◆ **Set problem 1**
Reproduce the portion of the article on the musical Palm Beach that runs between "Beach Party Music" and "an entertainment attorney.", inclusive.
◆ **Set problem 2**
Resume the article on the musical Palm Beach, writing on from its final sentence.

Beach Party Music
The show, helmed by indefatigable Playhouse artistic director Des McAnuff, has a young creative team in a collaboration that could well be the first of many. Writer-lyricists Robert Cary and Benjamin Feldman and composer David Gursky became friends at Yale 15 years ago, then followed diverse career paths before teaming on this production. Mainly, Cary was a performer and screenwriter, Gursky a musical director and Feldman an entertainment attorney.
Besides Palm Beach, they’re cooperating on a musical theater adaptation of the film Heartbreakers, and Cary is working with Berry Gordy Jr. on a stage show using the Motown songbook. Obviously, Cary, who recently cowrote and directed the film Anything but Love, has a full plate. But as he points out, writing plays and films “is a long-haul process. They don’t all come to fruition at the same time.”
Palm Beach, for instance, resulted from an abridged workshop version done in a New York play festival in 2001. As Cary recalls, an agent liked it, then brought it to the attention of Shirley Fishman, Playhouse associate director and dramaturge. She recommended it to McAnuff. “We’re really grateful to them,” says Cary, “for getting this from script to production so fast.”
The story concerns a wealthy, powerful New York family vacationing in Florida. “They’re infiltrated by outsiders,” Cary says, “one of which is a broken-hearted showgirl hoping to marry into riches.” The fortune-hunter, however, soon finds the family’s glitter is not so golden, and the discoveries underscore the title’s “Screwball.” Although the songs and plot are intended to recall the comedies of the late 1930s, Cary says, “it is not in any way an homage. It’s a modern musical with Broadway-style songs and contemporary twists.”

◆ **Information supplied**

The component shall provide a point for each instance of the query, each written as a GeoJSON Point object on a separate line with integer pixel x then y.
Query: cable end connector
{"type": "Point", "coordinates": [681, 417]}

◆ **Expected answer 1**
Beach Party Music
The show, helmed by indefatigable Playhouse artistic director Des McAnuff, has a young creative team in a collaboration that could well be the first of many. Writer-lyricists Robert Cary and Benjamin Feldman and composer David Gursky became friends at Yale 15 years ago, then followed diverse career paths before teaming on this production. Mainly, Cary was a performer and screenwriter, Gursky a musical director and Feldman an entertainment attorney.

◆ **Expected answer 2**
“In the late ’30s,” Cary says, “the Hays Code was taking hold in movies, and the portrayals of sexual attraction had to become less direct. They began to be shown as verbal and physical sparring. That’s the way we’re doing it. Like the story, it has elements of hypocrisy with modern parallels.”
AS THE WEATHER WARMS, the outdoor-theater season gets hot. The Old Globe opens its Shakespeare Festival on the Lowell Davies Stage June 19, alternating three plays—The Comedy of Errors, Macbeth and The Winter’s Tale—in repertory. And our two musical stages, Starlight in Balboa Park and Moonlight in Vista’s Brengle Amphitheatre, start their seasons with distinctive offerings. Starlight is resurrecting a 1965 cult favorite, the Anthony Newley–Leslie Bricusse tuner The Roar of the Greasepaint, the Smell of the Crowd (June 23-26), while Moonlight is doing one of the first regional productions of Disney’s Beauty and the Beast (June 22–July 9).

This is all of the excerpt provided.